# Problem statement
Set down each line of the records once more, precisely, and omit the pictures.

# Dataset content
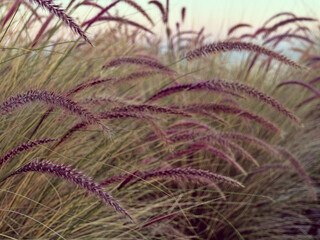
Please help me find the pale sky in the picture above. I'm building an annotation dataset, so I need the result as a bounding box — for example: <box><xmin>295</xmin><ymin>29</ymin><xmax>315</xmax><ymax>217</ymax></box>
<box><xmin>70</xmin><ymin>0</ymin><xmax>320</xmax><ymax>39</ymax></box>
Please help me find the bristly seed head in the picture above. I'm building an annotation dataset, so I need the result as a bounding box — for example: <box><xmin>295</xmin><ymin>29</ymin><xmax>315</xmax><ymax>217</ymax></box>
<box><xmin>0</xmin><ymin>139</ymin><xmax>57</xmax><ymax>167</ymax></box>
<box><xmin>28</xmin><ymin>0</ymin><xmax>92</xmax><ymax>45</ymax></box>
<box><xmin>2</xmin><ymin>160</ymin><xmax>132</xmax><ymax>220</ymax></box>
<box><xmin>185</xmin><ymin>41</ymin><xmax>305</xmax><ymax>69</ymax></box>
<box><xmin>0</xmin><ymin>89</ymin><xmax>113</xmax><ymax>136</ymax></box>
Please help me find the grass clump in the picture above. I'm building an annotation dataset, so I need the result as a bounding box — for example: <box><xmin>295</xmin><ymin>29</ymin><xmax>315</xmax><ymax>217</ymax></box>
<box><xmin>0</xmin><ymin>1</ymin><xmax>319</xmax><ymax>239</ymax></box>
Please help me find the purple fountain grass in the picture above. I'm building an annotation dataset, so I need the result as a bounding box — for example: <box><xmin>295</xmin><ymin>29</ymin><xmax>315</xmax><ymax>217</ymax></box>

# Answer for the task
Please help me find the pale sky in the picture above. I'm building an annotation dataset, so I need the result as a bounding box — for example: <box><xmin>295</xmin><ymin>29</ymin><xmax>315</xmax><ymax>217</ymax></box>
<box><xmin>70</xmin><ymin>0</ymin><xmax>320</xmax><ymax>39</ymax></box>
Please help me find the bristly seed head in the picture above. I'm building an annotation dataset, so I need the result as a bounding box — for example: <box><xmin>295</xmin><ymin>29</ymin><xmax>315</xmax><ymax>217</ymax></box>
<box><xmin>0</xmin><ymin>139</ymin><xmax>57</xmax><ymax>167</ymax></box>
<box><xmin>28</xmin><ymin>0</ymin><xmax>92</xmax><ymax>45</ymax></box>
<box><xmin>2</xmin><ymin>160</ymin><xmax>132</xmax><ymax>220</ymax></box>
<box><xmin>185</xmin><ymin>41</ymin><xmax>305</xmax><ymax>69</ymax></box>
<box><xmin>0</xmin><ymin>89</ymin><xmax>113</xmax><ymax>136</ymax></box>
Please help me find the grass clump in the picture above. I'm building an annotation dataset, so I need the result as a bounding box — for example: <box><xmin>295</xmin><ymin>29</ymin><xmax>315</xmax><ymax>217</ymax></box>
<box><xmin>0</xmin><ymin>1</ymin><xmax>319</xmax><ymax>239</ymax></box>
Please help me find the purple fountain grass in the picture above. I'm building an annotation dataset, so I need the result as a bounding box — for example: <box><xmin>295</xmin><ymin>29</ymin><xmax>315</xmax><ymax>217</ymax></box>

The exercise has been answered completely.